* Check your understanding
(a) In the Ourisia biflora text, who collected the type material?
(b) Repeat the part of the Ourisia biflora text starting at "The type material" and ending at "France (herbarium P).", changing "mountains" to "hills".
(c) In the Ourisia biflora text, rewrite the paragraph that begins "Ourisia biflora is one of five species" as a short list, keeping its main facts.

The type material was collected in 1857 by French botanist and mining engineer Gilbert Mandon in the mountains near Sorata in Bolivia. The holotype is housed at the National Museum of Natural History, France (herbarium P).

Ourisia biflora is one of five species of Ourisia in the Tropical Andes, together with O. muscosa, O. pulchella, O. chamaedrifolia, and O. cotapatensis. All five species are in the herbaceous subgenus Ourisia. Of these, O. biflora is perhaps most similar to O. muscosa, with which it shares small, regular corollas (less than 9 mm long) and small leaves (less than 6 mm long). It can be distinguished from O. muscosa by its crenate, undulate or subentire leaves (vs. entire leaves), corollas longer than 5.5 mm long (vs. less than 5 mm), lanceolate to narrowly ovate sepals (vs. ovate to very broadly ovate), and floral bracts low on the pedicel and not covering the calyx (vs. much higher on the pedicel that cover the calyx of each flower). Ourisia biflora is also larger (>11.6 mm tall) with larger leaves (>3.5 mm long) compared to O. muscosa.

* Entries shown
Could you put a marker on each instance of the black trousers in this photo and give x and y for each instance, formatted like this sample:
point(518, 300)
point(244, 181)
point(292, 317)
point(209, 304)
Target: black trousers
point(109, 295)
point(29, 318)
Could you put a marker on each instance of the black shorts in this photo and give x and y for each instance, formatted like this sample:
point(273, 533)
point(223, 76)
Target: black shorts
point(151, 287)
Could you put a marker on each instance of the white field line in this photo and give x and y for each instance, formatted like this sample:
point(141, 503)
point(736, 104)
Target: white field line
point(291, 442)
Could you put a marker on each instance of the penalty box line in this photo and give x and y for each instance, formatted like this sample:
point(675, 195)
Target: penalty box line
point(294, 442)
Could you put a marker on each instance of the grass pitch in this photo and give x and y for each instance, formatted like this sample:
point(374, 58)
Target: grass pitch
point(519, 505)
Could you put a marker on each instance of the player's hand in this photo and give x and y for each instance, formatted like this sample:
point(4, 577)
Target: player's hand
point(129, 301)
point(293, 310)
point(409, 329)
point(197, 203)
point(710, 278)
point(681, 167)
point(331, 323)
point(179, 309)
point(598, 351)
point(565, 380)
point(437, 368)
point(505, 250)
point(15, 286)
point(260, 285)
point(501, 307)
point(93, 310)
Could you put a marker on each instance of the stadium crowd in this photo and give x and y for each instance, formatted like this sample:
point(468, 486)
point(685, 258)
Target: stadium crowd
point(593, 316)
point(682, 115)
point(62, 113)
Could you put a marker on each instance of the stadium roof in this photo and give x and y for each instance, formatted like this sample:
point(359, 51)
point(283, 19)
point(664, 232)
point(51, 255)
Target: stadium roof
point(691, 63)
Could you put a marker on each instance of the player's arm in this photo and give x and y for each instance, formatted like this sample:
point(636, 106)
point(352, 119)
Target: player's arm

* Answer list
(a) Gilbert Mandon, a French botanist and mining engineer, collected it in 1857.

(b)
The type material was collected in 1857 by French botanist and mining engineer Gilbert Mandon in the hills near Sorata in Bolivia. The holotype is housed at the National Museum of Natural History, France (herbarium P).

(c)
- Ourisia biflora is one of five Tropical Andes species of Ourisia. The other four are O. muscosa, O. pulchella, O. chamaedrifolia and O. cotapatensis. All five belong to the herbaceous subgenus Ourisia.
- It is perhaps most similar to O. muscosa. Both have small, regular corollas (under 9 mm long) and small leaves (under 6 mm long).
- It differs from O. muscosa in these ways:
  - crenate, undulate or subentire leaves (vs. entire)
  - corollas longer than 5.5 mm (vs. under 5 mm)
  - lanceolate to narrowly ovate sepals (vs. ovate to very broadly ovate)
  - floral bracts low on the pedicel and not covering the calyx (vs. much higher and covering it)
- It is also larger than O. muscosa, standing over 11.6 mm tall, with leaves over 3.5 mm long.